:: Records

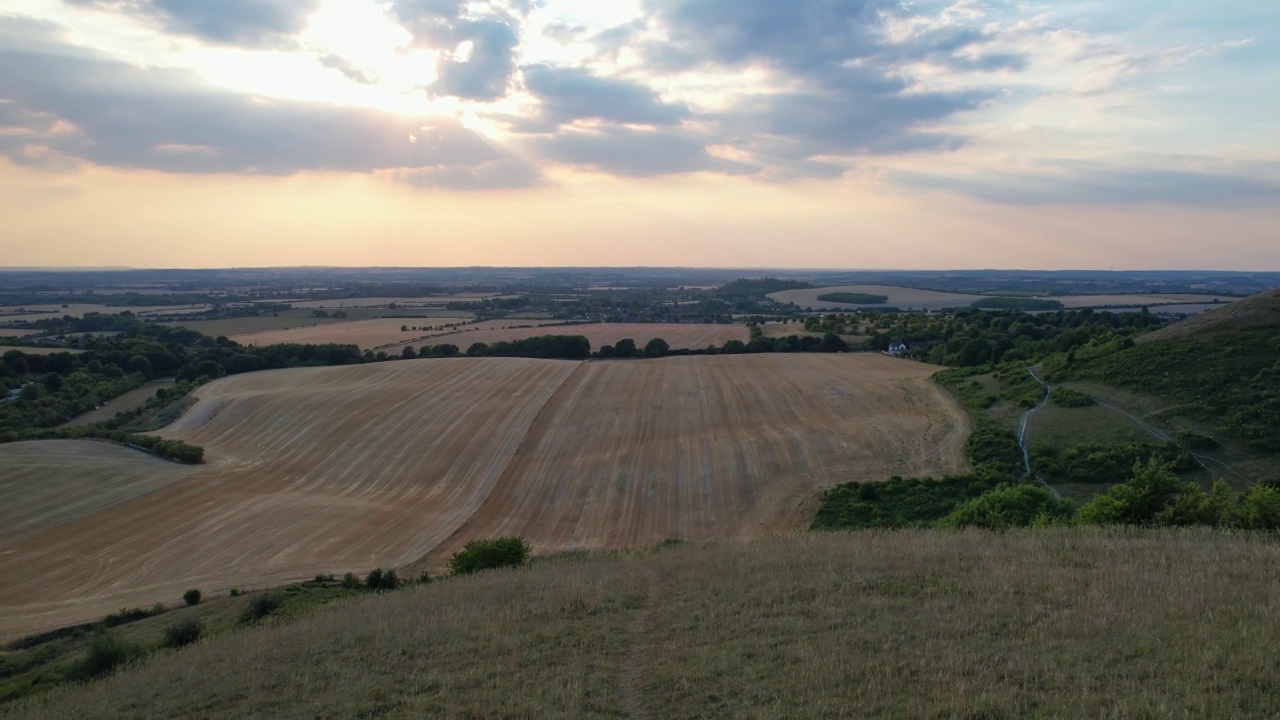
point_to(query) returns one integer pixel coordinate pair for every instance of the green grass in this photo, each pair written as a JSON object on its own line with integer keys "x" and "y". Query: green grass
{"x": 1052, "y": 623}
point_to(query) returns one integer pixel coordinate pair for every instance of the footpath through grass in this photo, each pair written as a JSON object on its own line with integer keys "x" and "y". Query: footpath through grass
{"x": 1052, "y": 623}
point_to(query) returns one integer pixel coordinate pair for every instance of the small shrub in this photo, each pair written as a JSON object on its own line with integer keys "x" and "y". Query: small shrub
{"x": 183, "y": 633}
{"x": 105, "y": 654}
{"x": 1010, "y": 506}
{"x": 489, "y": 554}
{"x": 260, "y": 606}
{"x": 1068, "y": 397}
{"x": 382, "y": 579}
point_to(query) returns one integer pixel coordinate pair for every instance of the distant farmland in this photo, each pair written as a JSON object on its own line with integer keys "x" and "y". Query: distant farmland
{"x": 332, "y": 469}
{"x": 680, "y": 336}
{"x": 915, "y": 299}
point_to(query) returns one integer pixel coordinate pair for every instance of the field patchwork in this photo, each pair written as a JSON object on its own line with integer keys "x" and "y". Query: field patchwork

::::

-- Prompt --
Repeat all of the material above exactly, leaving out pictures.

-- Response area --
point_to(query) returns one integer pixel coordinate pair for every instance of the green grass in this photo, each pair written as a JSON object on its own line with integer keys "x" and "y". Query: green grass
{"x": 1052, "y": 623}
point_to(query) returns one integer pixel coordinate pair for every instance of the footpath through grass in this photo, each pair written as a JSON object on its own line with integer keys "x" and "y". Query: footpath through grass
{"x": 1052, "y": 623}
point_to(query) returns one integer pixel coordinate pair for every instance of the small shrub in this photo, each pair written as a JSON object on its own line with integer keys "x" and "y". Query: small shrub
{"x": 183, "y": 633}
{"x": 105, "y": 654}
{"x": 1010, "y": 506}
{"x": 489, "y": 554}
{"x": 260, "y": 606}
{"x": 1068, "y": 397}
{"x": 382, "y": 579}
point_to(query) returns one integer pixel coordinate pair for every instance of the distant farmland in this photo, each pair written as a JSON object on its own line with integer keys "x" and "y". Query: distant farmland
{"x": 332, "y": 469}
{"x": 680, "y": 336}
{"x": 915, "y": 299}
point_to(query) returns one integer pixel coordinate pair for every instance of the field patchwork in this photo, each pair written as a JSON object on its own line with integer keys "x" and "y". Query: field patchwork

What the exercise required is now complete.